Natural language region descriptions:

*** Block opens ***

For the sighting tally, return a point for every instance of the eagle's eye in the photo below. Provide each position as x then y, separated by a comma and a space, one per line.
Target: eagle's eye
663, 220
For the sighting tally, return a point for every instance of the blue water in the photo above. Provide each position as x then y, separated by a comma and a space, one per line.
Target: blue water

*** Block closes ***

Goal of the exercise
Find the word "return" in the records, and report each line that has it.

Answer section
For the sighting tally, return a point for every instance of the eagle's eye in the photo below. Provide each position as x then y, separated by a comma and a space, one per line.
For the sighting tally, return a point for every instance of the blue water in the photo above. Provide each position as x then y, separated by a comma and a space, one per line.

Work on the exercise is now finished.